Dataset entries
____
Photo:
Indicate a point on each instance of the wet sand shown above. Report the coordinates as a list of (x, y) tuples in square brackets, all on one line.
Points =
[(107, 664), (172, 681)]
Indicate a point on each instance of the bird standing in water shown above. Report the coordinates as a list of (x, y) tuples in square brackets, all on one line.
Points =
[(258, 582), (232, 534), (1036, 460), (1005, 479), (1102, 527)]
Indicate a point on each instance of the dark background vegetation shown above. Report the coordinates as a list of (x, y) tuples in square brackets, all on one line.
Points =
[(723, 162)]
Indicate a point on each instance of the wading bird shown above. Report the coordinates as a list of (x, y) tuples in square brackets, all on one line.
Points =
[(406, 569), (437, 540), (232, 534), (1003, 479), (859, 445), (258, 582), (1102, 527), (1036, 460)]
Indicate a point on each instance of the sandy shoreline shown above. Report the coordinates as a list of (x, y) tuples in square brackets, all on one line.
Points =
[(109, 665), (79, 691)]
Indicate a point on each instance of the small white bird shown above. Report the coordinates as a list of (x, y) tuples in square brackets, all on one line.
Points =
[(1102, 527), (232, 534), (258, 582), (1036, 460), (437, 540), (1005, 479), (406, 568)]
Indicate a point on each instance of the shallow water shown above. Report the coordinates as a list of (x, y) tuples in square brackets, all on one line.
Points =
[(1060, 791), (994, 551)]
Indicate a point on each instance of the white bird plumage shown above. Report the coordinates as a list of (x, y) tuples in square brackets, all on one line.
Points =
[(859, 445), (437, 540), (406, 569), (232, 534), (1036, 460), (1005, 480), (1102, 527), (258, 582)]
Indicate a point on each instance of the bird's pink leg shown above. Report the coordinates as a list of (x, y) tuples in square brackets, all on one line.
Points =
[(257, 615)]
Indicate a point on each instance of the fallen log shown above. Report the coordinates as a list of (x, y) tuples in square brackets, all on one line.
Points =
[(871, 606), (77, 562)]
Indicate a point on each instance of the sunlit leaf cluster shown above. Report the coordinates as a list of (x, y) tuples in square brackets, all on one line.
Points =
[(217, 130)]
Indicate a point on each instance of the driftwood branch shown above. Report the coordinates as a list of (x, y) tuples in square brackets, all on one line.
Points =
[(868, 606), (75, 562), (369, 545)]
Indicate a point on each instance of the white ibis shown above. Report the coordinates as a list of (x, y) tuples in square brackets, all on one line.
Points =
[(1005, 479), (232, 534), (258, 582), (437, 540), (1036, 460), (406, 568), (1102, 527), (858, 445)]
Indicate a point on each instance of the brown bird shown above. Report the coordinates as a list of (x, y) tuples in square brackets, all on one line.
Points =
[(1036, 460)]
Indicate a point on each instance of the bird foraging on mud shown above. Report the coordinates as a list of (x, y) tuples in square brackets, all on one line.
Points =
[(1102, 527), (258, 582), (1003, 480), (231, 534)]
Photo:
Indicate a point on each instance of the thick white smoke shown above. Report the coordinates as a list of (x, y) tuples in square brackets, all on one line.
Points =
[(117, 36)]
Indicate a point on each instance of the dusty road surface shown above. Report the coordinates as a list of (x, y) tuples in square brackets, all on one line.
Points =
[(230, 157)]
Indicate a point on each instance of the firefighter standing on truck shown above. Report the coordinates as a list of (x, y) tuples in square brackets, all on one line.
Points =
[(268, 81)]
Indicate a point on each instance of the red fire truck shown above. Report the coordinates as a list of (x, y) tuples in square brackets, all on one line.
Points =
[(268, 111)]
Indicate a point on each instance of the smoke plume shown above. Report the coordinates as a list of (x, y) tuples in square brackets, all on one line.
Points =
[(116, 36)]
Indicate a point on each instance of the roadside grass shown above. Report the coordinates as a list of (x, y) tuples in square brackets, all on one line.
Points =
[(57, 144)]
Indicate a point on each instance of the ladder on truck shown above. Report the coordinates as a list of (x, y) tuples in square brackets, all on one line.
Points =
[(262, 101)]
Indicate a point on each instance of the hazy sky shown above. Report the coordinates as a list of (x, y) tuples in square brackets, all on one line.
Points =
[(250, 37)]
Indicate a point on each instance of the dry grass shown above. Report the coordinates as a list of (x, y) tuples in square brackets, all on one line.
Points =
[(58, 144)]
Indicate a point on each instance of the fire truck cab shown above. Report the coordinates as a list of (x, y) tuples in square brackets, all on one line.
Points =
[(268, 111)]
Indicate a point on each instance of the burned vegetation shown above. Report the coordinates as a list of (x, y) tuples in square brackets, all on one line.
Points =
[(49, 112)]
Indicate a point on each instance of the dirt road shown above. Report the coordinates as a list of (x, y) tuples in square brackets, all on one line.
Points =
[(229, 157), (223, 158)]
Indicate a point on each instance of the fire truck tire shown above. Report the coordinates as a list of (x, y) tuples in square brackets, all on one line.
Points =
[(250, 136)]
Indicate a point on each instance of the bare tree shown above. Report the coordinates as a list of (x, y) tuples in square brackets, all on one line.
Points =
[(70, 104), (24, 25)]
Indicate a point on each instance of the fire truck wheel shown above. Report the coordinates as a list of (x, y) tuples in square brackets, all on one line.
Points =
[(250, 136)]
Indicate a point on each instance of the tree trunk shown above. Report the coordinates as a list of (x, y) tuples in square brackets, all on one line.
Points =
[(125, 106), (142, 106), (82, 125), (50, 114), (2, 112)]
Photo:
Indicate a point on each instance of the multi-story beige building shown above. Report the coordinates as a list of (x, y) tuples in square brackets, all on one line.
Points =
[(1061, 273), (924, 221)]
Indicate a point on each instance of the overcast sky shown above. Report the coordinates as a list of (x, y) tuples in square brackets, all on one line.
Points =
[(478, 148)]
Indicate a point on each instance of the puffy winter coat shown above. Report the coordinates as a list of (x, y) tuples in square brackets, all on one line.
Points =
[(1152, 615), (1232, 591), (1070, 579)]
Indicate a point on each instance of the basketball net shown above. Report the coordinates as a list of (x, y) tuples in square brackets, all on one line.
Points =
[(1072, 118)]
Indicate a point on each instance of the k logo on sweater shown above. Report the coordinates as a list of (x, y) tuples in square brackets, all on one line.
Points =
____
Show each line of the records above containing "grass".

- Output
Indicate a point on each instance of the roadside grass shown above. Report the coordinates as a list of (x, y) tuples in square brackets, all on one line.
Indicate a point on each instance of the dry grass shown above. Report the coordinates as a list of (x, y) tuples in square brackets, all on one line.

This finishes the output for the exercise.